It appears that Gilotti asks the court to take judicial notice of the fact that MSI “and/or its agents” reported to FINRA the case number for Plaintiffs' complaint against MSI, the fact of its settlement, and the amount of the settlement. RJN 1. MSI did not object or respond to the RJN. However, Gilotti attached the BrokerCheck Reports directly to the RJN. Neither document was authenticated by anyone with personal knowledge or described in a declaration. Additionally, the document pertaining to Evans appears to be altered with redactions on multiple pages, with no explanation. See, e.g., RJN Ex. 1 at 1, 3, 4. Since there is no evidence to substantiate what the documents are, Gilotti's request for judicial notice is denied.
III.DISCUSSION
A. Legal Standards
“Nonparties seeking access to a judicial record in a civil case may do so by seeking permissive intervention.” San Jose Mercury News, Inc. v. U.S. Dist. Court, 187 F.3d 1096, 1100 (9th Cir. 1999). Rule 24(b) governs permissive intervention. It provides in relevant part that “[o]n timely motion, the court may permit anyone to intervene who . . . (B) has a claim or defense that shares with the main action a common question of law or fact.” Fed.R.Civ.P. 24(b)(1). “Generally, permissive intervention under Rule 24(b) requires ‘(1) an independent ground for jurisdiction; (2) a timely motion; and (3) a common question of law and fact between the movant's claim or defense and the main action.'” Blum v. Merrill Lynch Pierce Fenner & Smith, Inc., 712 F.3d 1349, 1353 (9th Cir. 2013) (quoting Beckman Indus., Inc. v. Int'l Ins. Co., 966 F.2d 470, 473 (9th Cir. 1992)). Additionally, while “[a] motion for permissive intervention pursuant to Rule 24(b) is directed to the sound discretion of the district court, ” San Jose Mercury News, 187 F.3d at 1100, Rule 24(b)(3) instructs that “[i]n exercising its discretion, the court must consider whether the intervention will unduly delay or prejudice the adjudication of the original parties' rights.” In the Ninth Circuit, “[a] third party seeking permissive intervention purely to unseal a court record does not need to demonstrate independent jurisdiction or a common question of law or fact.” Cosgrove v. Nat'l Fire & Marine Ins. Co., 770 Fed.Appx. 793, 795 (9th Cir. 2019) (citing Beckman, 966 F.2d at 473). “In ruling on a motion to intervene for this purpose, a court must evaluate whether the countervailing interests opposing public disclosure can overcome the presumption in favor of [the public's right of access to judicial records], ” including “balanc[ing] the public interest with potential prejudice to the parties and the other factors to be considered in deciding a permissive intervention motion.” Id. (citing San Jose Mercury News, 187 F.3d at 1102).

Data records
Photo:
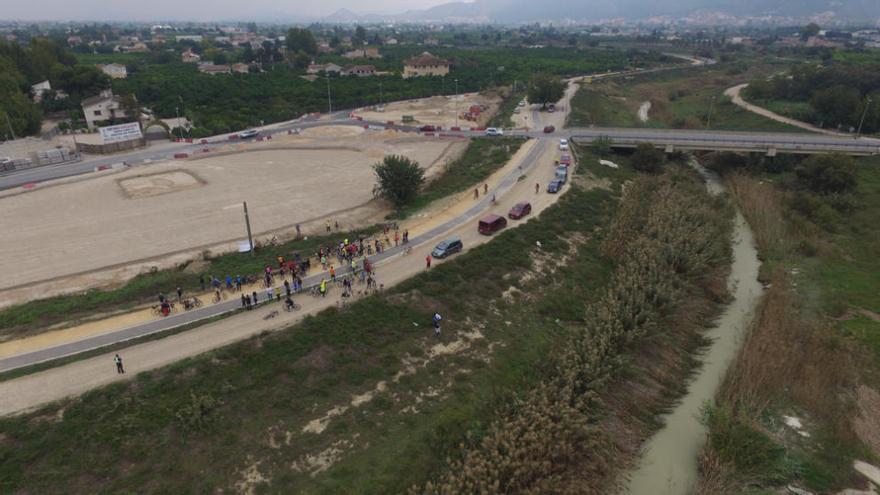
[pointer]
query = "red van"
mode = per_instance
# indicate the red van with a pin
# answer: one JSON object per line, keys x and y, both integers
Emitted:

* * *

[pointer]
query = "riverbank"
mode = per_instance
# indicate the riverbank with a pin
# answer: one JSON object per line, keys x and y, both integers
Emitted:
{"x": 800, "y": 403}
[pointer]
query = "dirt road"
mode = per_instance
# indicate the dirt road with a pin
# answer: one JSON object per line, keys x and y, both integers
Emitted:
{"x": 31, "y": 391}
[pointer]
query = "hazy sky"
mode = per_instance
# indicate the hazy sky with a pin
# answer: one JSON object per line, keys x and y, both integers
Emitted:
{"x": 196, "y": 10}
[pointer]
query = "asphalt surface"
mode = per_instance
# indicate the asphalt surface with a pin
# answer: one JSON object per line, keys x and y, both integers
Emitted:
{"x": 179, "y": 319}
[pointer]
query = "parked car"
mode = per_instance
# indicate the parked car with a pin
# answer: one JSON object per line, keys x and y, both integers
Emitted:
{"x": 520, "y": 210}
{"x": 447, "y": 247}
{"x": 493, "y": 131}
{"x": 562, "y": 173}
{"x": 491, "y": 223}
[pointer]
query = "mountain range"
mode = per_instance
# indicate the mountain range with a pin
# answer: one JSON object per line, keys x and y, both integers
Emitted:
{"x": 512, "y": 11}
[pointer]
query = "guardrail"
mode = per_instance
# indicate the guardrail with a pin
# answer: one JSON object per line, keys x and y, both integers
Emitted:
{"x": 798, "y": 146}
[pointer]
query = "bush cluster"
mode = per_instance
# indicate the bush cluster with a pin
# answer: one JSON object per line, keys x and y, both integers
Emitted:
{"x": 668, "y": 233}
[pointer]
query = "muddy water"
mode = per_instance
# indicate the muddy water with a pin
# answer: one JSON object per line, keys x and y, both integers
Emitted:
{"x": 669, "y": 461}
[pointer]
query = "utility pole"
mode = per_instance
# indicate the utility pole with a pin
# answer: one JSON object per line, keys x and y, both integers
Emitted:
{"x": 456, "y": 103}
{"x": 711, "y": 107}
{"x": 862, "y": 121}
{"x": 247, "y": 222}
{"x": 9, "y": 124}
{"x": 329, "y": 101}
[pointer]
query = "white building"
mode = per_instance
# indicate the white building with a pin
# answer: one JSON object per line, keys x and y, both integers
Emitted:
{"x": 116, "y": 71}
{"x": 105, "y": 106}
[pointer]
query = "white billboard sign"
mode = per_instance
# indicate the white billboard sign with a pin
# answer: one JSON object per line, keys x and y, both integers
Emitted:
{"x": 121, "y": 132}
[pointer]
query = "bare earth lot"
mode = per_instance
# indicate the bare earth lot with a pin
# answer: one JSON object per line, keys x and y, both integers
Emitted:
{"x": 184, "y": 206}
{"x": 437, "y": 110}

...

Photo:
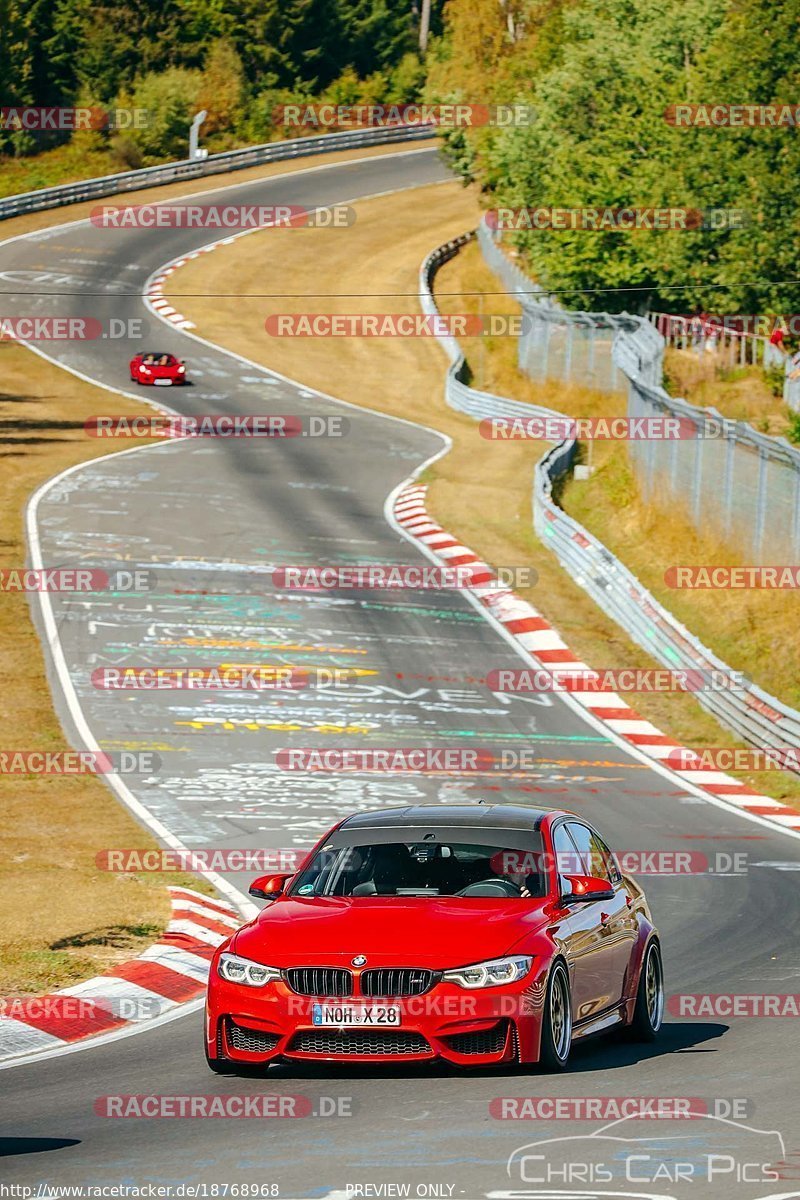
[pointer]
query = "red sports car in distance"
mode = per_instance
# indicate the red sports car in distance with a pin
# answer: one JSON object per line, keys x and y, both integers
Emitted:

YOUR TASK
Summarize the court opinion excerpt in two sentences. The records were taken from a separate source.

CORRECT RESPONSE
Gilotti's request for judicial notice was denied because the attached BrokerCheck Reports were not authenticated or described in a declaration, and the document about Evans appeared altered with unexplained redactions. Under Rule 24(b), nonparties may seek access to judicial records through permissive intervention, and in the Ninth Circuit a third party seeking only to unseal a record need not show independent jurisdiction or a common question of law or fact, though the court must weigh interests opposing disclosure against the presumption of public access.